▶

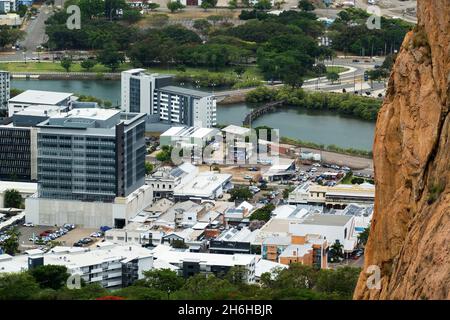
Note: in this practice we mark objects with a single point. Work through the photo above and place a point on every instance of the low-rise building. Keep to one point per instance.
(111, 266)
(26, 189)
(165, 179)
(332, 227)
(36, 97)
(191, 263)
(205, 186)
(232, 241)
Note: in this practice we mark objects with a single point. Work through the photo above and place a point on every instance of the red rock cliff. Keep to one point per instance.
(410, 234)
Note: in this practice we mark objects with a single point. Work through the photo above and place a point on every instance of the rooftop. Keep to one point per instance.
(189, 132)
(203, 185)
(185, 91)
(41, 97)
(237, 130)
(165, 253)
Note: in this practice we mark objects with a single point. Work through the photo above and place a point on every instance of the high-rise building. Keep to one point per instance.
(4, 90)
(91, 154)
(18, 143)
(152, 94)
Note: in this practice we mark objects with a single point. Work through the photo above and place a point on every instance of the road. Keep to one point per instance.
(34, 37)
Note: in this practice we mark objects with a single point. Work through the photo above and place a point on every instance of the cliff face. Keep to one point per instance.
(410, 234)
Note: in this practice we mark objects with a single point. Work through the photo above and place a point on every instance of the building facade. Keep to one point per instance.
(91, 155)
(154, 95)
(4, 90)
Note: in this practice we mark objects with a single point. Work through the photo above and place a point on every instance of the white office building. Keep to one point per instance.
(37, 97)
(4, 89)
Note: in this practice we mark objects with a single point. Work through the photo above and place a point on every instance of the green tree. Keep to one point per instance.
(239, 70)
(50, 276)
(88, 64)
(136, 292)
(111, 57)
(174, 6)
(333, 77)
(232, 4)
(12, 199)
(11, 244)
(153, 6)
(264, 213)
(164, 280)
(240, 193)
(148, 168)
(91, 8)
(364, 236)
(263, 5)
(202, 25)
(341, 281)
(305, 5)
(131, 15)
(17, 286)
(336, 252)
(66, 63)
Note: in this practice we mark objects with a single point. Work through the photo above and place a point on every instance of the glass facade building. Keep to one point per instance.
(91, 155)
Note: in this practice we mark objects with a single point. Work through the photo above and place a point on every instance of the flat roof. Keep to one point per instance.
(327, 219)
(41, 97)
(185, 91)
(22, 187)
(189, 132)
(203, 184)
(233, 129)
(165, 253)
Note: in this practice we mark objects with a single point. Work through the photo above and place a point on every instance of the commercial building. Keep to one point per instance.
(5, 83)
(18, 143)
(232, 241)
(152, 94)
(165, 179)
(90, 169)
(91, 154)
(111, 266)
(191, 263)
(37, 97)
(338, 196)
(26, 189)
(205, 186)
(7, 6)
(332, 227)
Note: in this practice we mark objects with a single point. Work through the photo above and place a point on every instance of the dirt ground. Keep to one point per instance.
(67, 240)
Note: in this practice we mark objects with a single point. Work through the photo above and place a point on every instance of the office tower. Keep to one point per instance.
(91, 154)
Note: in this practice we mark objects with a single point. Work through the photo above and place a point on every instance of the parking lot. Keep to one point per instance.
(66, 240)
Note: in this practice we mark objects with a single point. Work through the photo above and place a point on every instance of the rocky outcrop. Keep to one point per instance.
(410, 234)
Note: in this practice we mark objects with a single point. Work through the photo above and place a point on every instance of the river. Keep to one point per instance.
(309, 125)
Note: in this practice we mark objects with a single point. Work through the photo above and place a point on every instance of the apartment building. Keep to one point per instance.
(154, 95)
(111, 266)
(5, 83)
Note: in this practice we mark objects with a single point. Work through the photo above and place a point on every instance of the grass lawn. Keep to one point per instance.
(336, 69)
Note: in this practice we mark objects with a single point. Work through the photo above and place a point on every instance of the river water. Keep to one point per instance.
(309, 125)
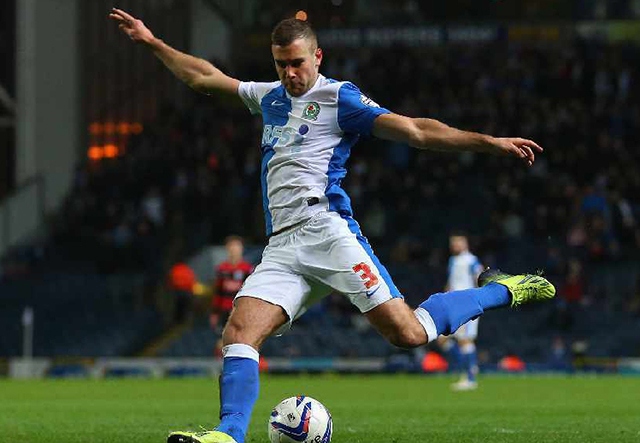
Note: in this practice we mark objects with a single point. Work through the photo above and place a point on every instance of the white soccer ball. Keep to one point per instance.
(300, 420)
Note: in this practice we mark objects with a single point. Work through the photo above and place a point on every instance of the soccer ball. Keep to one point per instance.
(301, 420)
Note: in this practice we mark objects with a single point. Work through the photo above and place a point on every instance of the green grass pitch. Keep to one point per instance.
(385, 409)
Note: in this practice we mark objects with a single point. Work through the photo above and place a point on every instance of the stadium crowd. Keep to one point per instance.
(193, 174)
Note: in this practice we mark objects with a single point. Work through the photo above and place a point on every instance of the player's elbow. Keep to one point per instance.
(420, 137)
(197, 83)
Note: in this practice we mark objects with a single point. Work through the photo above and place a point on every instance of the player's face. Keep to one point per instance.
(458, 244)
(235, 249)
(297, 65)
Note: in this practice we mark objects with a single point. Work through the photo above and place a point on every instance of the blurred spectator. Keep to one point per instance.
(230, 276)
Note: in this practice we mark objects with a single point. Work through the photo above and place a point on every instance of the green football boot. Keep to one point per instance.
(200, 437)
(524, 288)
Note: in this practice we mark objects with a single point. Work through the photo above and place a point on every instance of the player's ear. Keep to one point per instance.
(318, 57)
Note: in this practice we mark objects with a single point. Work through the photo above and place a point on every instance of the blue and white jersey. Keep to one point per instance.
(463, 271)
(306, 142)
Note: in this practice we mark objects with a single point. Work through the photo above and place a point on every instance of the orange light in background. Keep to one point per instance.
(95, 128)
(124, 128)
(110, 151)
(136, 128)
(95, 153)
(109, 128)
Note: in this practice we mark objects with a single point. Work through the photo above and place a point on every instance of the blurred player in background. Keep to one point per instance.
(463, 272)
(310, 124)
(230, 276)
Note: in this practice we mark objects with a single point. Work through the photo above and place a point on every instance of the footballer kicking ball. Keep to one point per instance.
(300, 419)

◀

> [Your objective]: Print the complete listing exactly, apart from any pictures.

> [Result of this exercise]:
Note: in this practice we mark objects with a single point. Work through the photo above and place a point on every instance of the low-rise building. Keep to one point per instance.
(111, 266)
(26, 189)
(165, 179)
(332, 227)
(36, 97)
(191, 263)
(205, 186)
(232, 241)
Note: in this practice we mark objects with a single point. Work through the photo above and place a point on every instance of the red rock cliff. Keep to one point per instance.
(410, 234)
Note: in this practice we mark objects with a single point. Work through the photo above and place a point on every instance of the rooftop. Keep to one point per instance.
(189, 132)
(203, 185)
(185, 91)
(41, 97)
(237, 130)
(165, 253)
Note: in this practice we mark objects with a single point. Work through the photo above and place a point on every instance of the high-rise building. Keep to one point per instance.
(4, 90)
(91, 154)
(18, 143)
(152, 94)
Note: in this practice we mark objects with a single point. Work through the photo above and place a point on every instance of the road. Keep to one point per instance.
(34, 37)
Note: in this practice we mark objects with a single point. Work through the photo above and place a point on every instance of the cliff face. Keep to one point per instance.
(410, 234)
Note: in this practice we mark objects with a single point. Work through the photo above and place a point on every instance of the building facade. Keep to one point per instance.
(91, 155)
(154, 95)
(4, 90)
Note: in this practice we mark objects with a single point. Work through the photo above and place a point on every instance of the white office building. Keep to one point per instance.
(37, 97)
(4, 89)
Note: in this practice we mark objects with a single point. Work through the photo above and place a point on every instance of the green tree. Keep to one point per instance.
(239, 70)
(50, 276)
(88, 64)
(136, 292)
(111, 57)
(174, 6)
(333, 77)
(232, 4)
(12, 199)
(11, 244)
(153, 6)
(264, 213)
(164, 280)
(240, 193)
(148, 168)
(91, 8)
(364, 236)
(263, 5)
(202, 25)
(341, 281)
(305, 5)
(131, 15)
(17, 286)
(336, 252)
(66, 63)
Note: in this practice we mark objects with a single point. Work through the photo above and place a point on every instance of the glass facade building. Keep to one point per instance.
(91, 155)
Note: in this practice we mark objects with a single point. Work through the photo above and place a point on every instance of the flat roof. Keep to one point per instance.
(327, 219)
(41, 97)
(185, 91)
(22, 187)
(189, 132)
(203, 184)
(233, 129)
(165, 253)
Note: in this practice we mark objects with a single point. Work through the photo above and place a point on every instance of the commercial building. Keep to one point per instance.
(5, 83)
(18, 143)
(232, 241)
(152, 94)
(165, 179)
(90, 169)
(91, 154)
(111, 266)
(191, 263)
(37, 97)
(338, 196)
(26, 189)
(205, 186)
(7, 6)
(332, 227)
Note: in this practice we mark objects with a single point. Work through the photo above and place a point on every instance of the dirt ground. Keep to one point per instance.
(67, 240)
Note: in this practice we mark objects with a single point. Work through the photo above and place a point on every instance of the office tower. Keep to one point per instance.
(91, 154)
Note: in this practice we mark objects with a single point. Work through the photo above and place a point on every instance of the parking lot. Keep to one point per instance.
(66, 240)
Note: in this practice we mark objects with a single point. Work through the photo above and place a point on every instance of the rocky outcrop. Keep to one point per instance.
(410, 234)
Note: in this practice we mark objects with a single point. Work through the photo above and place a point on every instance of the river. Keep to one point per instance.
(309, 125)
Note: in this practice we mark objects with a single point. Work through the photo above and place a point on every instance of the apartment building. Keep to one point per instance.
(154, 95)
(111, 266)
(5, 83)
Note: in this practice we mark objects with a single point. Work through the photo above and place a point on every instance of the grass lawn. Keep to one point per instance.
(336, 69)
Note: in this practice we mark objects with a single point. Work through the photo above and place a point on every instance of the river water. Keep to one point per instance.
(309, 125)
Note: in this practice we mark objects with a single point. Work through the photo above and place a point on every instance of the white soccer ball. Keep to one point per instance.
(300, 420)
Note: in this practice we mark objects with a single point. Work through the photo above and place a point on every instance of the soccer ball. Keep to one point per instance.
(301, 420)
Note: in this practice we mark objects with a single point. Work through the photo above and place a point on every instance of the green grass pitch. Keep to one point per instance.
(385, 409)
Note: in this practice we mark objects with a single point. Work through the photo above and place a point on every instance of the stadium crowd. Keep to one point per instance.
(193, 174)
Note: in this practice we mark objects with a single point. Work through the photo above and place a point on every instance of the player's elbow. Keep to one point per instance.
(420, 137)
(197, 83)
Note: in this practice we mark objects with a single point. Work through the photo above and place a point on every instance of the player's face. Keep to one point per instance.
(458, 244)
(235, 249)
(297, 65)
Note: in this practice we mark objects with a single point. Work through the photo above and place a point on every instance of the blurred spectator. Keep to one point per instance.
(230, 276)
Note: in this practice we mark objects with a single point. Work through the photo above and place a point on every instance of the green football boot. Keep to one point per instance.
(200, 437)
(524, 288)
Note: in this practice we mark objects with a single point. Work through the photo above and place a point on every instance of the player's ear. Keep to one point per instance.
(318, 57)
Note: in this practice we mark objects with a single point. Work through the photo above and place a point on every instance of the blue and white jersey. Keep to one point per instance.
(463, 271)
(306, 142)
Note: in this practice we mark objects with a single point. Work through the photo above and place a point on every instance of the orange light in background. Keep to one point per instance.
(95, 128)
(124, 128)
(110, 151)
(136, 128)
(95, 153)
(109, 128)
Note: in this practice we mark objects with a single point. Work through the photo above and place a point on every instance of the blurred player in background. Keep to one point per instance.
(463, 272)
(310, 124)
(230, 276)
Note: in this practice we mark objects with a single point. Work through the photo above and place a point on every instance of the footballer kicking ball. Keep to one point per instance.
(300, 419)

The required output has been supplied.